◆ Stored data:

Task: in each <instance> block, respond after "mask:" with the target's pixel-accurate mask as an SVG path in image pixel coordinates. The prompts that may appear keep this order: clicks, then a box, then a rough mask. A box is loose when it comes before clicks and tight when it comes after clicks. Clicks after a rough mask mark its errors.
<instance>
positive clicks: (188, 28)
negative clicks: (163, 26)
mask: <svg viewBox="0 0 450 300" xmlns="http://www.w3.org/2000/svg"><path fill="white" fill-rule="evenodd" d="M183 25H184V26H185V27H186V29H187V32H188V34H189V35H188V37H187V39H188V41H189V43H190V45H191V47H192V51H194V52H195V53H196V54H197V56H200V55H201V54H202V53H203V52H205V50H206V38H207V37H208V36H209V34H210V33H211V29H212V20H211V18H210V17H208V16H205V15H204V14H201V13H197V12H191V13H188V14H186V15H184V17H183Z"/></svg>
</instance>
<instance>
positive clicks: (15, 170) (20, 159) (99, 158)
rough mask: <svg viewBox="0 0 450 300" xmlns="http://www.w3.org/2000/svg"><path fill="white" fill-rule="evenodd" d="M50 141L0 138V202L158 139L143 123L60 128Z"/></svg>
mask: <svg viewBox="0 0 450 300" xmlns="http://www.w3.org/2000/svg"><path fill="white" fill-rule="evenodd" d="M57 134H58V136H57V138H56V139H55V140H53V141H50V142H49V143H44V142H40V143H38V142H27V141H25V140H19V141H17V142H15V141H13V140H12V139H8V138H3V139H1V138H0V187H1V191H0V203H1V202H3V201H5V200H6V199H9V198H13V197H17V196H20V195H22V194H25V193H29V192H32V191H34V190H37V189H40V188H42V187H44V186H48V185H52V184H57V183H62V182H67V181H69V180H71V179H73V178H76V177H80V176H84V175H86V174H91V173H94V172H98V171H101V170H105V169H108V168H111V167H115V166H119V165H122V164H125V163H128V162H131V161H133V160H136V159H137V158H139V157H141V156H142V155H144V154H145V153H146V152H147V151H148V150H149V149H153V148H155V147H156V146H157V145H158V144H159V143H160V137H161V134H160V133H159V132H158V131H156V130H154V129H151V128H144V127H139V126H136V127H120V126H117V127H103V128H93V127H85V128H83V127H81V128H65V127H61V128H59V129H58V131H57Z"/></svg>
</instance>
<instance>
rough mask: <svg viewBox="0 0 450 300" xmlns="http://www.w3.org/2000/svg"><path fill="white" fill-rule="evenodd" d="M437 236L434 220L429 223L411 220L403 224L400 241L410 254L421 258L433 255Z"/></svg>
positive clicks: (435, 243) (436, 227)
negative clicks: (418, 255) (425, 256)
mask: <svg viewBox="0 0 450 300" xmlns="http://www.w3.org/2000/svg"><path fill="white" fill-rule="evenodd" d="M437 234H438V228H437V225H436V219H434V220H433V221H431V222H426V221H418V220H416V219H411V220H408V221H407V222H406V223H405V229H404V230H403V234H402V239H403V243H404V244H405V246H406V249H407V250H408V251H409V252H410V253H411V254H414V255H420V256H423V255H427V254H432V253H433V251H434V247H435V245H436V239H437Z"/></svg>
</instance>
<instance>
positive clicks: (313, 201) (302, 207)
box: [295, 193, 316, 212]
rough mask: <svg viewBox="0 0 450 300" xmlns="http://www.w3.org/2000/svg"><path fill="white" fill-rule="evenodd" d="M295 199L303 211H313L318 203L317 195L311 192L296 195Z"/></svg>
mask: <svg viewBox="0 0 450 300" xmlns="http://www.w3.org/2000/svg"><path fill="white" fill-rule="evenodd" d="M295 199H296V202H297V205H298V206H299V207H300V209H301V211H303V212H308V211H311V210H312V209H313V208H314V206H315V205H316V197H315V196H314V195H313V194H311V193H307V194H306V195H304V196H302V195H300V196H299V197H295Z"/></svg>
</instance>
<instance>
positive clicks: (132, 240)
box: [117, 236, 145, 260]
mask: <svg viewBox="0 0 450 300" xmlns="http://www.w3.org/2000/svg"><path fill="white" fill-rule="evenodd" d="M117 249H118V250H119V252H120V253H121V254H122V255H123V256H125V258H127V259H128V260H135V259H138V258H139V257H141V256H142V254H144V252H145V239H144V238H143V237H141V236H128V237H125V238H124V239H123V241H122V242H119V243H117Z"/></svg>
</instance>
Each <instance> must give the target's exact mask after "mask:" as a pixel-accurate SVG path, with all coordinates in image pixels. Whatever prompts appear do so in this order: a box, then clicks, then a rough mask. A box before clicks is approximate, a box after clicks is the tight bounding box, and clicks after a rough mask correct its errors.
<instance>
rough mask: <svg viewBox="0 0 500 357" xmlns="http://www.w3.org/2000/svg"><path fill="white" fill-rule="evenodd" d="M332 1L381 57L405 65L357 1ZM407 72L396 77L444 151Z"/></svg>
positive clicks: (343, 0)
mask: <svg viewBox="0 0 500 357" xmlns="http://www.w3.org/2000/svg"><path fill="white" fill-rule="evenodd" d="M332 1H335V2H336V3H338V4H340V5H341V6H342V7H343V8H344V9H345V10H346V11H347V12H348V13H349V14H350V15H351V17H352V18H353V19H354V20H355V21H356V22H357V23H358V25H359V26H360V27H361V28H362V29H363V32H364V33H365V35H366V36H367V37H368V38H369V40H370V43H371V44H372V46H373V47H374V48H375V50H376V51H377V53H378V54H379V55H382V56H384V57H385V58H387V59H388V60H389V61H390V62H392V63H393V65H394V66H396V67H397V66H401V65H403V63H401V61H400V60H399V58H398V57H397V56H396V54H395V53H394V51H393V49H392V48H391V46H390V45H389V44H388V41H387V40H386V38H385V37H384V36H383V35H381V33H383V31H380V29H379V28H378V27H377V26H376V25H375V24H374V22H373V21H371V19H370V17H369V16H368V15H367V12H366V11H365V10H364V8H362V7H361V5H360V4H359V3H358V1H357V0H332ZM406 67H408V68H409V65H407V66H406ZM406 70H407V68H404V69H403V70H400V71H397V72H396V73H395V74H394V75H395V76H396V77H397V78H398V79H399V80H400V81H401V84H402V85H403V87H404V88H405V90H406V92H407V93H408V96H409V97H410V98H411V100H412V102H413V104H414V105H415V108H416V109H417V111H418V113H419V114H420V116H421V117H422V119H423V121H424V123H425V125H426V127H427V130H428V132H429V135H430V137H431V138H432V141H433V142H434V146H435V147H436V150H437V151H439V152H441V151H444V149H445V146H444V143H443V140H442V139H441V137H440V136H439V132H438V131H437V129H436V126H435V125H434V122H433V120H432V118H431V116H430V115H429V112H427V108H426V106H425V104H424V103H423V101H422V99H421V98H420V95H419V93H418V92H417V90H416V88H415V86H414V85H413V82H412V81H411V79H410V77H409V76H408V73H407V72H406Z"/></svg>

◆ Exercise: Copy all of the lines above word for word, changing nothing.

◆ Output for this exercise:
Task: in each <instance> block, respond after "mask:" with the target's pixel-accurate mask as an SVG path in image pixel coordinates. The prompts that may appear keep this order: clicks, then a box, then a rough mask. A box is loose when it comes before clicks and tight when it comes after clicks. Clicks after a rough mask mark its errors.
<instance>
positive clicks: (188, 28)
negative clicks: (163, 26)
mask: <svg viewBox="0 0 450 300" xmlns="http://www.w3.org/2000/svg"><path fill="white" fill-rule="evenodd" d="M183 25H184V26H185V27H186V29H187V32H188V34H189V35H188V37H187V39H188V41H189V43H190V45H191V47H192V51H194V52H195V53H196V54H197V56H200V55H201V54H202V53H203V52H205V50H206V38H207V37H208V36H209V34H210V33H211V29H212V20H211V18H210V17H208V16H205V15H204V14H201V13H197V12H191V13H188V14H186V15H184V17H183Z"/></svg>
</instance>
<instance>
positive clicks: (15, 170) (20, 159) (99, 158)
rough mask: <svg viewBox="0 0 450 300" xmlns="http://www.w3.org/2000/svg"><path fill="white" fill-rule="evenodd" d="M50 141L0 138V202L158 139L143 123L60 128Z"/></svg>
mask: <svg viewBox="0 0 450 300" xmlns="http://www.w3.org/2000/svg"><path fill="white" fill-rule="evenodd" d="M57 134H58V136H57V138H56V139H55V140H53V141H50V142H49V143H44V142H40V143H38V142H27V141H25V140H19V141H17V142H15V141H13V140H12V139H8V138H3V139H1V138H0V187H1V191H0V203H1V202H3V201H5V200H6V199H9V198H13V197H17V196H20V195H22V194H25V193H29V192H32V191H34V190H37V189H40V188H42V187H44V186H48V185H52V184H57V183H62V182H67V181H69V180H71V179H73V178H76V177H80V176H84V175H86V174H91V173H94V172H98V171H101V170H105V169H108V168H111V167H115V166H119V165H122V164H125V163H128V162H131V161H133V160H136V159H137V158H139V157H141V156H142V155H144V154H145V153H146V152H147V151H148V150H149V149H153V148H155V147H156V146H157V145H158V144H159V143H160V137H161V134H160V133H159V132H158V131H156V130H154V129H151V128H144V127H139V126H136V127H120V126H117V127H103V128H93V127H85V128H83V127H81V128H65V127H61V128H59V129H58V131H57Z"/></svg>
</instance>
<instance>
rough mask: <svg viewBox="0 0 450 300" xmlns="http://www.w3.org/2000/svg"><path fill="white" fill-rule="evenodd" d="M437 236L434 220L429 223L411 220L403 224L400 241L410 254L421 258L433 255Z"/></svg>
positive clicks: (435, 243) (436, 227)
negative clicks: (418, 255) (425, 256)
mask: <svg viewBox="0 0 450 300" xmlns="http://www.w3.org/2000/svg"><path fill="white" fill-rule="evenodd" d="M437 234H438V228H437V225H436V219H434V220H433V221H431V222H426V221H418V220H416V219H411V220H408V221H407V222H406V223H405V229H404V230H403V234H402V239H403V243H404V244H405V246H406V249H407V250H408V251H409V252H410V253H411V254H414V255H420V256H423V255H427V254H432V253H433V251H434V247H435V245H436V239H437Z"/></svg>
</instance>
<instance>
positive clicks: (313, 201) (302, 207)
box: [295, 193, 316, 212]
rough mask: <svg viewBox="0 0 450 300" xmlns="http://www.w3.org/2000/svg"><path fill="white" fill-rule="evenodd" d="M295 199L303 211H313L318 203L317 195L311 192L296 195Z"/></svg>
mask: <svg viewBox="0 0 450 300" xmlns="http://www.w3.org/2000/svg"><path fill="white" fill-rule="evenodd" d="M295 199H296V202H297V205H298V206H299V207H300V209H301V211H303V212H308V211H311V210H312V209H313V208H314V206H315V205H316V197H315V196H314V195H313V194H311V193H307V194H306V195H304V196H302V195H300V196H299V197H295Z"/></svg>
</instance>
<instance>
positive clicks: (132, 240)
box: [117, 236, 145, 260]
mask: <svg viewBox="0 0 450 300" xmlns="http://www.w3.org/2000/svg"><path fill="white" fill-rule="evenodd" d="M117 249H118V250H119V252H120V253H121V254H122V255H123V256H125V258H127V259H128V260H135V259H138V258H139V257H141V256H142V254H144V252H145V239H144V238H143V237H141V236H128V237H125V238H124V239H123V241H122V242H119V243H117Z"/></svg>
</instance>
Each <instance> must give the target's exact mask after "mask:" as a pixel-accurate SVG path, with all coordinates in image pixels. Whatever prompts appear do so in this order: a box, then clicks, then a rough mask. A box before clicks is approximate, a box after clicks is the tight bounding box, and clicks after a rough mask correct its errors.
<instance>
rough mask: <svg viewBox="0 0 500 357" xmlns="http://www.w3.org/2000/svg"><path fill="white" fill-rule="evenodd" d="M332 1L381 57L405 65L357 1ZM407 72L396 77L444 151Z"/></svg>
positive clicks: (343, 0)
mask: <svg viewBox="0 0 500 357" xmlns="http://www.w3.org/2000/svg"><path fill="white" fill-rule="evenodd" d="M332 1H335V2H336V3H338V4H340V5H341V6H342V7H343V8H344V9H345V10H346V11H347V12H348V13H349V14H350V15H351V17H352V18H353V19H354V20H355V21H356V22H357V23H358V25H359V26H360V27H361V28H362V29H363V32H364V33H365V35H366V36H367V37H368V38H369V40H370V43H371V44H372V46H373V47H374V48H375V50H376V51H377V53H378V54H379V55H382V56H384V57H385V58H387V59H388V60H389V61H390V62H392V63H393V65H394V66H396V67H397V66H401V65H403V63H401V61H400V60H399V58H398V57H397V56H396V54H395V53H394V51H393V49H392V48H391V46H390V45H389V44H388V41H387V40H386V38H385V37H384V36H383V35H381V33H383V31H380V29H379V28H378V27H377V26H376V25H375V24H374V22H373V21H371V19H370V17H369V16H368V15H367V12H366V11H365V10H364V8H362V7H361V5H360V4H359V3H358V1H357V0H332ZM406 67H408V68H409V65H407V66H406ZM406 70H407V68H404V69H403V70H400V71H397V72H396V73H395V74H394V75H395V76H396V77H397V78H398V79H399V80H400V81H401V84H402V85H403V87H404V88H405V90H406V92H407V93H408V96H409V97H410V98H411V100H412V102H413V104H414V105H415V108H416V109H417V111H418V113H419V114H420V116H421V117H422V119H423V121H424V123H425V125H426V127H427V130H428V132H429V135H430V137H431V138H432V141H433V142H434V146H435V147H436V150H437V151H439V152H441V151H444V149H445V146H444V143H443V140H442V139H441V137H440V136H439V132H438V131H437V129H436V126H435V125H434V122H433V120H432V118H431V116H430V115H429V112H427V108H426V106H425V104H424V103H423V101H422V99H421V98H420V95H419V93H418V92H417V90H416V88H415V86H414V85H413V82H412V81H411V79H410V77H409V76H408V73H407V72H406Z"/></svg>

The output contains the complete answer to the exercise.